#### AIM OF THE TASK:
Of the entries below, return only those lines from the line with "Target = striped shirt" to the line with "Target = desk", exactly, both included.

Items from a dataset
------------------------------------------------

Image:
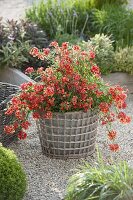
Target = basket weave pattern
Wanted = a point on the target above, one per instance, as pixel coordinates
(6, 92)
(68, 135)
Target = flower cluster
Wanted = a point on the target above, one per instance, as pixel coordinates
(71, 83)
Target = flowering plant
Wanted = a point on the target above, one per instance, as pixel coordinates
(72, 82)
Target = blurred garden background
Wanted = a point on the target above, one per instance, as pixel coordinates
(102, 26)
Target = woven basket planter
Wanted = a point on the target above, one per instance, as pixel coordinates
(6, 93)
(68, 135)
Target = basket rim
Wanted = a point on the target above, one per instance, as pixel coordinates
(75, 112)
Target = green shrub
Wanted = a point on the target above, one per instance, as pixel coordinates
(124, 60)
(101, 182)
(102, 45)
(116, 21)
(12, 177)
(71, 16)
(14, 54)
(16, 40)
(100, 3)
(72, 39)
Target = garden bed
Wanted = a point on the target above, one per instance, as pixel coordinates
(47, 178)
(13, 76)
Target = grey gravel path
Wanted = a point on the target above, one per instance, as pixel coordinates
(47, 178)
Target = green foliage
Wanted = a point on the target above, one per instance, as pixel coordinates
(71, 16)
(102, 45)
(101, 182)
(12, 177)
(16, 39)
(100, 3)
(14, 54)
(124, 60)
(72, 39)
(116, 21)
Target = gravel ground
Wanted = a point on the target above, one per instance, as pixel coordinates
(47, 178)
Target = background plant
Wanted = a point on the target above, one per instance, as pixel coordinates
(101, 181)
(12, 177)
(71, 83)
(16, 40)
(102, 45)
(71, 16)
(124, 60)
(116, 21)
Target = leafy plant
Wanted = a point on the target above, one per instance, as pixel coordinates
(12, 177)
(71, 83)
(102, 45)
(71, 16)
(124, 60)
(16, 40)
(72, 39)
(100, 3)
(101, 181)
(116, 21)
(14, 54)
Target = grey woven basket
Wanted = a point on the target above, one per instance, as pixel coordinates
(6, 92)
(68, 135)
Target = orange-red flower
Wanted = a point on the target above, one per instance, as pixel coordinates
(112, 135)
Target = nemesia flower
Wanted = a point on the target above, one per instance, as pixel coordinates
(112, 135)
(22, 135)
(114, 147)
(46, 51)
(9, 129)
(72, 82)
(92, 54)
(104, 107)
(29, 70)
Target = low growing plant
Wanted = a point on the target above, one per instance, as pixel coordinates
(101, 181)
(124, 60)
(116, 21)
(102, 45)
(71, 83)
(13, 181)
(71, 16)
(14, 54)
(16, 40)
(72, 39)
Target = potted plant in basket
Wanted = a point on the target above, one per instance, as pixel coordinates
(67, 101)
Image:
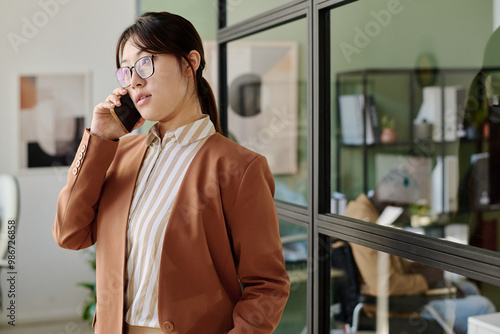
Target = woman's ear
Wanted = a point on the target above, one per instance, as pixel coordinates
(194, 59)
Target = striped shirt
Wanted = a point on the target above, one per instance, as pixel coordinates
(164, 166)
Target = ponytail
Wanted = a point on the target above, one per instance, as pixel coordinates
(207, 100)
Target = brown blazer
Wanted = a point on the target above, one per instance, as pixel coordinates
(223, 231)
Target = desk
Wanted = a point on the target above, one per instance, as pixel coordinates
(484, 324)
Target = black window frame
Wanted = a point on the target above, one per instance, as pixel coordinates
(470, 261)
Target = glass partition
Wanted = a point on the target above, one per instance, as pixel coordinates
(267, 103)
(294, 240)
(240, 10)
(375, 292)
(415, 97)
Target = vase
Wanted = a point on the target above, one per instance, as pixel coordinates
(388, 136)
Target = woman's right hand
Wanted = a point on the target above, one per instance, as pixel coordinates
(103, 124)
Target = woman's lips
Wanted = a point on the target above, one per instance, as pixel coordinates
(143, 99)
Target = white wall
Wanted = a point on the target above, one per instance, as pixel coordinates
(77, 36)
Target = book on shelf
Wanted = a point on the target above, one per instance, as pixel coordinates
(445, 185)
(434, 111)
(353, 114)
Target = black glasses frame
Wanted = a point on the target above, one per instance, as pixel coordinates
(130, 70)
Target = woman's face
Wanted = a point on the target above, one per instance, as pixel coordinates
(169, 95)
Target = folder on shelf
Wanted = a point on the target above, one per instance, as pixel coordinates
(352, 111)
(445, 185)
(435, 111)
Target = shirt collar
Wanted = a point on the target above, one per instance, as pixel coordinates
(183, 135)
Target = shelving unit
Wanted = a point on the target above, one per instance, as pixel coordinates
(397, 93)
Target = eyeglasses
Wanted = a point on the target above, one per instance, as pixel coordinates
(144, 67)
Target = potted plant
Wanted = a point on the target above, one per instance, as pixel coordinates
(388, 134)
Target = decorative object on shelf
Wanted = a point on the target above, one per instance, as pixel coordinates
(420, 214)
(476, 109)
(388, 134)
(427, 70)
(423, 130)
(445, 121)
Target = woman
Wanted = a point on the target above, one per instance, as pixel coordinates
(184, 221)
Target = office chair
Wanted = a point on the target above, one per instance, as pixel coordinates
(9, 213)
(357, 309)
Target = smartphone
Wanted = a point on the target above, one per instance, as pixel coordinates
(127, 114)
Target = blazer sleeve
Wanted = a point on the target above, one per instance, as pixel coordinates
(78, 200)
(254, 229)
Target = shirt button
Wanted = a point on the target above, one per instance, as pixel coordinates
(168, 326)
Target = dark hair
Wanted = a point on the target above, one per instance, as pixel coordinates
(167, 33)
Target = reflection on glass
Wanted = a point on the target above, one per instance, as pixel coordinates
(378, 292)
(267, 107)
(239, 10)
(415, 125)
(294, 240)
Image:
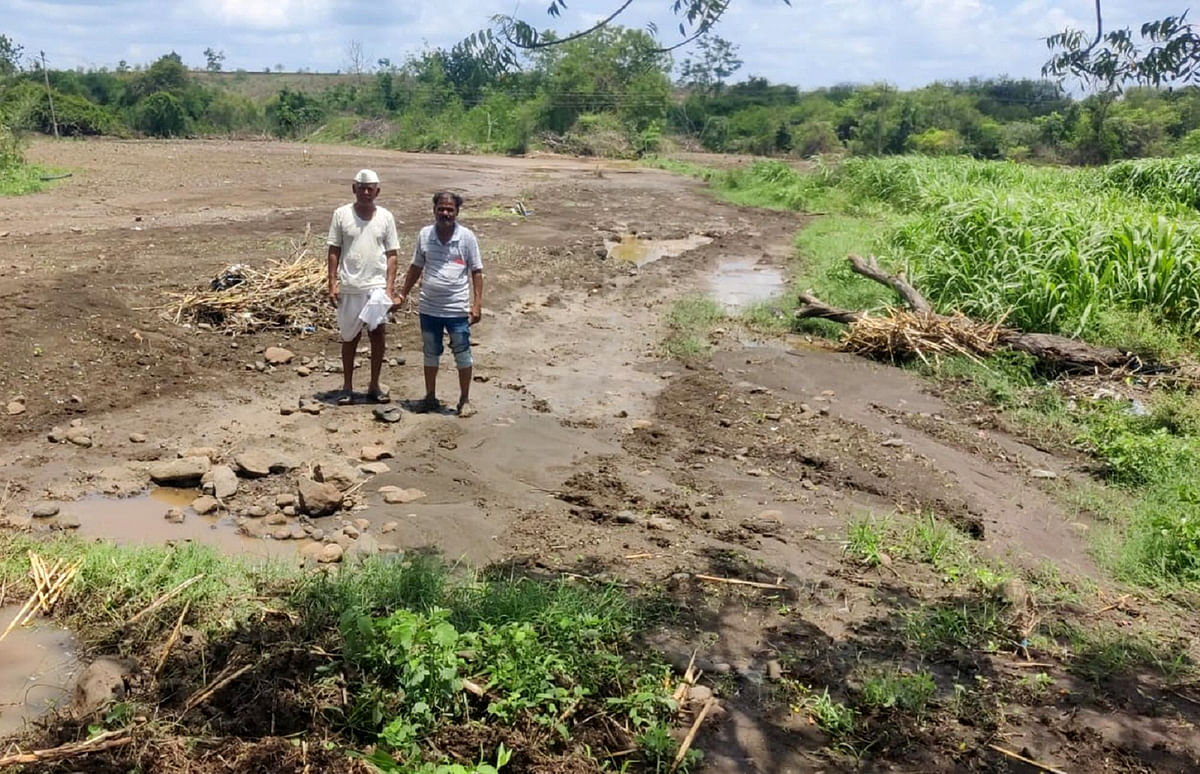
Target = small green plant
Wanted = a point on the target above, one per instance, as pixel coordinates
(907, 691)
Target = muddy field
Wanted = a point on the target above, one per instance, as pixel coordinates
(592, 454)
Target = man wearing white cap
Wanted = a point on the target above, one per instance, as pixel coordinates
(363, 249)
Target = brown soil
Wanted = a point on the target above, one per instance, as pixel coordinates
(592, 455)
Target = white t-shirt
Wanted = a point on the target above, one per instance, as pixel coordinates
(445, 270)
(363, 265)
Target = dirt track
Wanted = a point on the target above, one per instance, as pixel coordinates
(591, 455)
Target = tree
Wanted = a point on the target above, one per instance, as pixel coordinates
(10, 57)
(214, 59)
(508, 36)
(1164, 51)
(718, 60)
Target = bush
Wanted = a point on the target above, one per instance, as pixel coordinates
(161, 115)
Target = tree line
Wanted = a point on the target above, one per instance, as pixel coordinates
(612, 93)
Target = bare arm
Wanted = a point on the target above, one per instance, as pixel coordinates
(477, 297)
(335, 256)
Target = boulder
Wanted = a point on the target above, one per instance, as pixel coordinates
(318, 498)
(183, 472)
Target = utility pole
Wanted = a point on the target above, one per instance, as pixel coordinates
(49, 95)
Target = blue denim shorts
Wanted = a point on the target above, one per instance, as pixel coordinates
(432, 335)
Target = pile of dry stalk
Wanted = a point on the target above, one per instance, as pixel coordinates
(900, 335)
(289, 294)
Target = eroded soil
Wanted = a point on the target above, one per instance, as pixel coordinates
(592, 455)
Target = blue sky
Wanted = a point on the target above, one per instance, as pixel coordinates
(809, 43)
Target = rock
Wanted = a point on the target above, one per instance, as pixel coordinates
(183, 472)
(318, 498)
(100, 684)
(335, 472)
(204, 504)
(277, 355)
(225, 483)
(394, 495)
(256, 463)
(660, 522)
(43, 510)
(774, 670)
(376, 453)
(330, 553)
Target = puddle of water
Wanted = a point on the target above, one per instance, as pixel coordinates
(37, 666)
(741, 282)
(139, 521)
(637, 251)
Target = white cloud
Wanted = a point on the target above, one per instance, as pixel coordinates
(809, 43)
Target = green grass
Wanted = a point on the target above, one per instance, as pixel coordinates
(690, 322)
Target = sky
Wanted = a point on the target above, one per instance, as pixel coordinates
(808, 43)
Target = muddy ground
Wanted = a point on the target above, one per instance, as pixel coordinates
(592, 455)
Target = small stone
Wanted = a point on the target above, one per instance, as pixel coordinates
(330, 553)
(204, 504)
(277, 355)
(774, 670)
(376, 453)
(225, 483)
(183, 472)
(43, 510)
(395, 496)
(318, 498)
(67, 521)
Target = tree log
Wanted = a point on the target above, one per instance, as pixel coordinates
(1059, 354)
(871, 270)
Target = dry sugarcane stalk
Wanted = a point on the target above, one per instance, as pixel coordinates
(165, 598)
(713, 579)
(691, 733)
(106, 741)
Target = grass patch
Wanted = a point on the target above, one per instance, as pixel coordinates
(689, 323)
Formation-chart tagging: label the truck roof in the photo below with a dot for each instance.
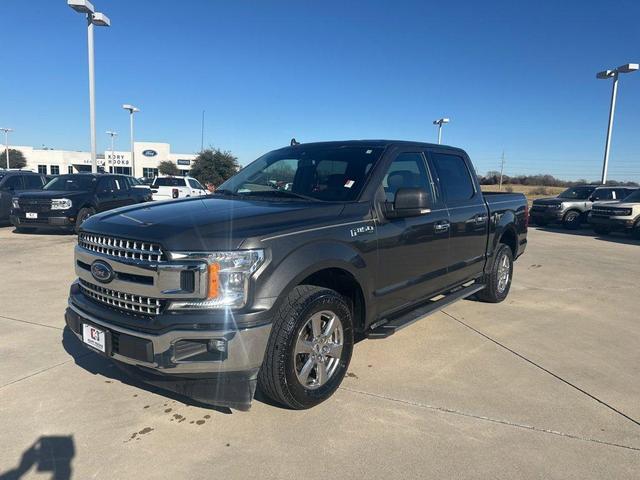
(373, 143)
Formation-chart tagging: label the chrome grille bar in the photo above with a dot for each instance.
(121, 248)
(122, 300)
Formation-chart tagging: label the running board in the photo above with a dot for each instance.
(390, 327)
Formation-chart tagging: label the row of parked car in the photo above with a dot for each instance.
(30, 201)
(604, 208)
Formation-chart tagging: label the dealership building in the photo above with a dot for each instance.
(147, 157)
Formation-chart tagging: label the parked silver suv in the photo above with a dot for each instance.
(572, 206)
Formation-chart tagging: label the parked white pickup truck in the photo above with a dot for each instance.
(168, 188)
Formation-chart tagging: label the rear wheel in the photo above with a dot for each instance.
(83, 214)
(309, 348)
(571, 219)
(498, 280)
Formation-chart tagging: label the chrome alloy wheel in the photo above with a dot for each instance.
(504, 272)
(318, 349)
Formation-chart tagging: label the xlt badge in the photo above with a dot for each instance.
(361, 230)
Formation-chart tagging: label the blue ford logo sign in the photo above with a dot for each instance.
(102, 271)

------------------------------------------------

#### RESPONSE TO THE TASK:
Target = striped shirt
Wanted = a point on the target above, one per instance, as pixel coordinates
(164, 166)
Target = ponytail
Wanted = a point on the target above, one per instance, as pixel coordinates
(207, 100)
Target = brown blazer
Wanted = a point on the target above, one per instance, as pixel coordinates
(223, 231)
Target = desk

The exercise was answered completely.